■ **WORK INSTRUCTIONS**
Retype the data that follows exactly. No pictures belong in the copy.

■ **DATA TO PROCESS**
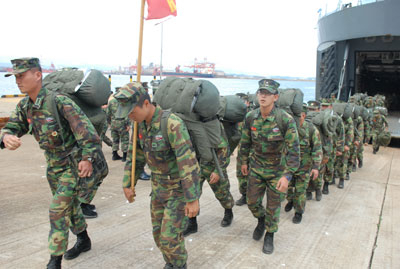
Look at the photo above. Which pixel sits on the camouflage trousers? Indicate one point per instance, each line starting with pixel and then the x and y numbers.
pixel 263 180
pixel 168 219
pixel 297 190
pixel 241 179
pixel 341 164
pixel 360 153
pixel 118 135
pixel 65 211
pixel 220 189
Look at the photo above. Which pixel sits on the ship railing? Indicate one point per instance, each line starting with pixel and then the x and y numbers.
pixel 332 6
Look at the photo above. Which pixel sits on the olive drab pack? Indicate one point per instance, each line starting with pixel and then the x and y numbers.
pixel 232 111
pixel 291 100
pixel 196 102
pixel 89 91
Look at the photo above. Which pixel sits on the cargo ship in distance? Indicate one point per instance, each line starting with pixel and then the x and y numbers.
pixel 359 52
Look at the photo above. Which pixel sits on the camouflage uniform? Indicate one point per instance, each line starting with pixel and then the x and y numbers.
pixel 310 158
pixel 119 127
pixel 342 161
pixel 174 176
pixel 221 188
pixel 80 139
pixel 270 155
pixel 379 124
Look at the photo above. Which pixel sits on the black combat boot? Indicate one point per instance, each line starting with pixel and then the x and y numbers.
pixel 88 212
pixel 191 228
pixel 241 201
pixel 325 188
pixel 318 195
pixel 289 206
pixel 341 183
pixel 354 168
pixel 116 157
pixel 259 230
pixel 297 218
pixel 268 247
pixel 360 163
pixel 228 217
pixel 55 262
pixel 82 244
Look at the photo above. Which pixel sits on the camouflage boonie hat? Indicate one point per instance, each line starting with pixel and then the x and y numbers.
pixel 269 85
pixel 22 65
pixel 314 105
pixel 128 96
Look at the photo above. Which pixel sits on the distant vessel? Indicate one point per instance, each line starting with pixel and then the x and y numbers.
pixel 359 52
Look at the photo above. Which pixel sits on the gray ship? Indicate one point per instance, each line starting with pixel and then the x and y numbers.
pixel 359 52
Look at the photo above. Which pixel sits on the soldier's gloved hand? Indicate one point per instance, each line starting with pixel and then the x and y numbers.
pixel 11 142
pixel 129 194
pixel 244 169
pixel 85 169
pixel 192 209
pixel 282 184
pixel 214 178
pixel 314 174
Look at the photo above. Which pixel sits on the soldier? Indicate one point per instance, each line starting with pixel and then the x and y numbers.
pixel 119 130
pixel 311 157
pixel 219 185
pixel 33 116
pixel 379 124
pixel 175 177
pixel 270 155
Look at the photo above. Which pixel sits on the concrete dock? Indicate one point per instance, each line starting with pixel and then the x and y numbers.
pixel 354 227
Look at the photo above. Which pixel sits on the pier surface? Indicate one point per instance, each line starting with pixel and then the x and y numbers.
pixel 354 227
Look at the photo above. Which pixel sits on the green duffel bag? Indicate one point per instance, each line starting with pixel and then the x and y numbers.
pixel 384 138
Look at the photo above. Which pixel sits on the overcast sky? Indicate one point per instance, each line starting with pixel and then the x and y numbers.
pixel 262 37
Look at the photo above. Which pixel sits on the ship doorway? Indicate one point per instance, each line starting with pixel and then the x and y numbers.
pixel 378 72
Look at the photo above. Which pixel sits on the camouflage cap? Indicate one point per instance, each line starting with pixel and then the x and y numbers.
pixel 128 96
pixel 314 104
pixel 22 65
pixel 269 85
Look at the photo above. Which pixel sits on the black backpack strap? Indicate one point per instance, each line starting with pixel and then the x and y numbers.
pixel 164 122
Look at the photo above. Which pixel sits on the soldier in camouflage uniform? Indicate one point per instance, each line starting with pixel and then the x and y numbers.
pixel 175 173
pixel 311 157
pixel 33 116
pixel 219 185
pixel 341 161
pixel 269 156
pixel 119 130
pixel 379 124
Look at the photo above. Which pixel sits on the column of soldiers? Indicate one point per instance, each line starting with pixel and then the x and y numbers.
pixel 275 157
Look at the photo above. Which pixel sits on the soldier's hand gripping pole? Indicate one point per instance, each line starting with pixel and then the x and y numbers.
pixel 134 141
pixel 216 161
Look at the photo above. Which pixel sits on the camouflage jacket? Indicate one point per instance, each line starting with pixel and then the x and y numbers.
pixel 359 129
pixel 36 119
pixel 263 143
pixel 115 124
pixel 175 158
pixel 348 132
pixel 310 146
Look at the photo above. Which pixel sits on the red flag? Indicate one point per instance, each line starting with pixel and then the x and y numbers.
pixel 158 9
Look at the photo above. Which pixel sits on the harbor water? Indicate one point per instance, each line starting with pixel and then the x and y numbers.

■ **WRITTEN ANSWER**
Look at the photo above. Which pixel sits on the camouflage trousers? Indicate one point per instance, each line starting with pixel and then the x and y numbers.
pixel 263 180
pixel 168 219
pixel 297 190
pixel 241 179
pixel 341 164
pixel 360 153
pixel 118 135
pixel 65 211
pixel 220 189
Look at the photo above. Which pixel sits on the ship railing? Indicate one point per instance, each line starting with pixel and then the x and y numbers.
pixel 332 6
Look at the photo above. Which pixel sits on the olive drab pack? Indicate one point per instance, each line starting with pixel and then the x and y numbers.
pixel 232 111
pixel 291 100
pixel 196 102
pixel 89 91
Look at the photo above. Which pixel sits on the cargo ship in distance? Indicate one point per instance, each line starting with pixel and then the x and y numbers.
pixel 359 52
Look at the photo above. Which pixel sits on the camouflage uniform? Indicate one point per instance, each line starting with pixel and then the x and y numbers.
pixel 310 158
pixel 119 127
pixel 342 161
pixel 174 176
pixel 221 188
pixel 80 139
pixel 270 155
pixel 379 124
Look at the photo above. Which pixel sits on the black combat boot? Indicate one point per instance, each line starting with pixel and then the x and y numbers.
pixel 88 212
pixel 191 228
pixel 241 201
pixel 325 188
pixel 318 195
pixel 289 206
pixel 341 183
pixel 354 168
pixel 116 157
pixel 259 230
pixel 297 218
pixel 268 247
pixel 360 163
pixel 228 217
pixel 55 262
pixel 82 244
Look at the photo above. Which pixel sits on the camouflage boonie hat? Indicate one point per instance, each line starting with pixel and then the x and y numbers.
pixel 269 85
pixel 22 65
pixel 314 105
pixel 128 96
Look at the photo above. Which pixel sits on the distant vessel? Indicate one point per instance, each line starting with pixel and then the x and y numbers.
pixel 359 52
Look at the photo above. Which pixel sits on the gray ship? Indicate one point per instance, each line starting with pixel and then the x and y numbers.
pixel 359 52
Look at the photo above. Which pixel sits on the soldier's gloved hand? Indicate one point per instance, each line starting with pixel and then the x and y numbers.
pixel 11 142
pixel 129 194
pixel 244 169
pixel 85 169
pixel 192 209
pixel 282 184
pixel 214 178
pixel 314 174
Look at the photo above. Which pixel sits on the soldier? Indicate one point per instance, each line starting with pixel and then the x and y numbers.
pixel 119 130
pixel 311 157
pixel 219 185
pixel 33 116
pixel 379 124
pixel 175 177
pixel 270 155
Look at the photo above. Which pixel sits on the concrete dock? Indicate one point per instance, each line starting with pixel and then the x and y numbers.
pixel 354 227
Look at the photo above. Which pixel sits on the pier surface? Indicate one point per instance, each line starting with pixel and then the x and y numbers.
pixel 354 227
Look at the photo above. Which pixel sits on the green duffel bag? Indicate one point per instance, each line starting with pixel and then the x and y numbers.
pixel 384 138
Look at the photo above. Which pixel sits on the overcast sky? Indicate one point per instance, each line starting with pixel and then the x and y numbers.
pixel 262 37
Look at the photo above. Which pixel sits on the ship doorway? Indicate one point per instance, each line starting with pixel and then the x and y numbers.
pixel 378 72
Look at the photo above. Which pixel sits on the camouflage cap? Indicate one point per instance, each line starting with pixel and then the x and y numbers.
pixel 128 96
pixel 314 104
pixel 22 65
pixel 269 85
Look at the photo above. Which pixel sits on the black backpack strap? Indicate one point per instance, each line starting with pixel and then the x and y numbers.
pixel 164 122
Look at the photo above. Which pixel sits on the soldier in camouflage uniform? Indicate one point per instance, each line starting with pixel and then the x and y numbers.
pixel 175 173
pixel 311 157
pixel 33 116
pixel 219 185
pixel 341 161
pixel 269 156
pixel 119 130
pixel 379 124
Look at the photo above. Which pixel sits on the column of soldiers? Indicate one point per instance, each line starting with pixel and then the x and y numbers.
pixel 275 157
Look at the photo above. Which pixel sits on the soldier's hand gripping pole? Indicate one point per instance, each line starting with pixel and then the x and y numbers.
pixel 134 141
pixel 216 161
Look at the photo above. Which pixel sits on the camouflage jacket? Indicate one point per instance, each line starting with pixel and then the x and y numbers.
pixel 359 129
pixel 36 119
pixel 263 143
pixel 115 124
pixel 175 158
pixel 348 132
pixel 310 146
Look at the photo above. Which pixel sits on the red flag? Indicate one point per instance, each line starting with pixel and then the x and y numbers.
pixel 158 9
Look at the photo above. Which pixel sits on the harbor water? Indicate one point per instance, each line starting with pixel and then the x and y numbers.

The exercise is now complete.